What you have to do: Will you print all of the material below word for word, without changing any line?

Detection examples:
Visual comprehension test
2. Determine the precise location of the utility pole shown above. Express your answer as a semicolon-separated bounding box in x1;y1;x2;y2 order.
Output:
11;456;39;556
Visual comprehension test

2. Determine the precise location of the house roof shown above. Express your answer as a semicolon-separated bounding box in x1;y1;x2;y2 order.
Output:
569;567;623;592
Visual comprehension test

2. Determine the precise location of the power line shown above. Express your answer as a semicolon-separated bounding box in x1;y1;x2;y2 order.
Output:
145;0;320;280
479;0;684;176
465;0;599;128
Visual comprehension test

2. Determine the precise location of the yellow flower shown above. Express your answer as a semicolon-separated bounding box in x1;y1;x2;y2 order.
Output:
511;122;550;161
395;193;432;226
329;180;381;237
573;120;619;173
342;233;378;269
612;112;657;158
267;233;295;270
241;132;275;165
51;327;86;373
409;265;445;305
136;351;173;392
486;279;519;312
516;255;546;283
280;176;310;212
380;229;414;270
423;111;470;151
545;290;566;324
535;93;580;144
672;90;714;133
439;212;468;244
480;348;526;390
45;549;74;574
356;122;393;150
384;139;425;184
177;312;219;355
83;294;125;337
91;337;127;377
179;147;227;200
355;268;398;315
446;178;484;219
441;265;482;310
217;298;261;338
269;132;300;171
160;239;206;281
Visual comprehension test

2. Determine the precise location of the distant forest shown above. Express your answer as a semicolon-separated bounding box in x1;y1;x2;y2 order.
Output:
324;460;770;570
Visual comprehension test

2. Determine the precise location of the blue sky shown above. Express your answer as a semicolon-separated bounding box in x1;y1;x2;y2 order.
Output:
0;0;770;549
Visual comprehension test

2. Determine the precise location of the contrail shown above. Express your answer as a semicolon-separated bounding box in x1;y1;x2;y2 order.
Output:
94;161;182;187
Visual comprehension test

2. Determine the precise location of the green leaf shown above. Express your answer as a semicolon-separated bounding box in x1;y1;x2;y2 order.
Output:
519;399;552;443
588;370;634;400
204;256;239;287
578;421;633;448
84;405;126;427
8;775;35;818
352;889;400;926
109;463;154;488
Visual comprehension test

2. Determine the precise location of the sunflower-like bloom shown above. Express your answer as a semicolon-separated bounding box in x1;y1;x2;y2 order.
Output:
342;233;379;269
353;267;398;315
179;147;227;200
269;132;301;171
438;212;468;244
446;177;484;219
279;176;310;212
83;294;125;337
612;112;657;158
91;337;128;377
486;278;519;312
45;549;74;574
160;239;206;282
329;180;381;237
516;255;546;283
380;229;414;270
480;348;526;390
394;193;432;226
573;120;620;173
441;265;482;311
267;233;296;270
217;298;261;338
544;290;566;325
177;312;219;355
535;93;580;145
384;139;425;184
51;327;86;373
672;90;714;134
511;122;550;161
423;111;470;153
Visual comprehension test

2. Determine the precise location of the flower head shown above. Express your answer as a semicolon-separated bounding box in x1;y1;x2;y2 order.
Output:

Completed exercise:
Visual comprehension test
2. Determine the precise location of the utility pole shown above. Express your answer as a semicolon-separated bounding box in x1;y1;x2;y2 order.
Output:
11;456;39;556
Visual comprehension test

2. Determine the precise location of the house roof shown above. Express your answer as a semicolon-separated bounding box in x1;y1;x2;y2 order.
Output:
569;567;623;592
Visual comprehension test

2. Determine the precise location of the power line shown above. Express your answer as a semicolon-separated bounding box in x1;y1;x2;y2 order.
Output:
145;0;320;280
479;0;684;176
465;0;599;128
Visual comprehension test

2. Determine the precise location of the yellow flower shown above. Express your answer as a semicolon-separated bounding box in x1;y1;x2;y2 order.
Output:
511;122;550;161
395;193;432;226
329;180;381;237
573;120;619;173
342;233;378;269
612;112;657;158
267;233;295;270
241;132;275;165
51;327;86;373
409;265;445;305
136;351;173;392
486;279;519;312
516;255;546;283
280;176;310;212
380;229;414;270
423;111;470;151
545;290;566;324
535;93;580;144
672;90;714;133
439;212;468;244
480;348;526;390
45;549;74;574
356;122;393;150
384;139;425;184
177;312;219;355
83;294;125;337
91;337;127;377
179;147;227;200
355;268;398;315
446;178;484;219
441;265;482;310
217;298;261;338
269;132;300;171
160;239;206;281
Visual comprehension test

2. Determine the precise location of the distant forest shown above. Express your answer as a semicolon-separated bounding box in x1;y1;x2;y2 order.
Output:
324;460;770;570
Visual comprehension test

2. Determine the precise location of the blue sky shown above. Express your answer as a semicolon-separated bounding box in x1;y1;x2;y2 order.
Output:
0;0;770;549
Visual comprehension test

2. Determine the precise location of the contrail shown above. Express your answer as a semicolon-separated bounding box in x1;y1;x2;y2 order.
Output:
94;161;182;187
Visual comprehension test

2. Determine the precise location of the green leaf shown above. Express your answer as a semicolon-separated bounding box in x1;y1;x2;y2 order.
Output:
519;399;552;443
588;370;634;400
204;256;239;287
578;421;633;448
84;405;126;427
8;775;35;818
352;889;400;926
109;463;154;488
Visual comprehension test

2. Determine the precise location of the sunflower-like bloom shown above. Express your answer as a semicolon-separated bounding box in x1;y1;x2;y2 order.
Output:
342;233;379;269
353;267;398;315
179;147;227;200
269;132;301;171
438;212;468;244
446;177;484;219
279;176;310;212
83;294;125;337
612;112;657;158
91;337;128;377
486;278;519;312
45;549;74;574
160;239;206;282
329;180;381;237
516;255;546;283
380;229;414;270
480;348;526;390
394;193;432;226
573;120;620;173
441;265;482;311
267;233;296;270
217;298;261;338
544;290;566;325
177;312;219;355
535;93;580;145
384;139;425;184
51;327;86;373
672;90;714;134
511;122;550;161
423;111;470;153
Visual comprehension test

2. Determine the precise location of the flower head shown above. Express your answer as a semicolon-separated bounding box in x1;y1;x2;y2 order.
Output:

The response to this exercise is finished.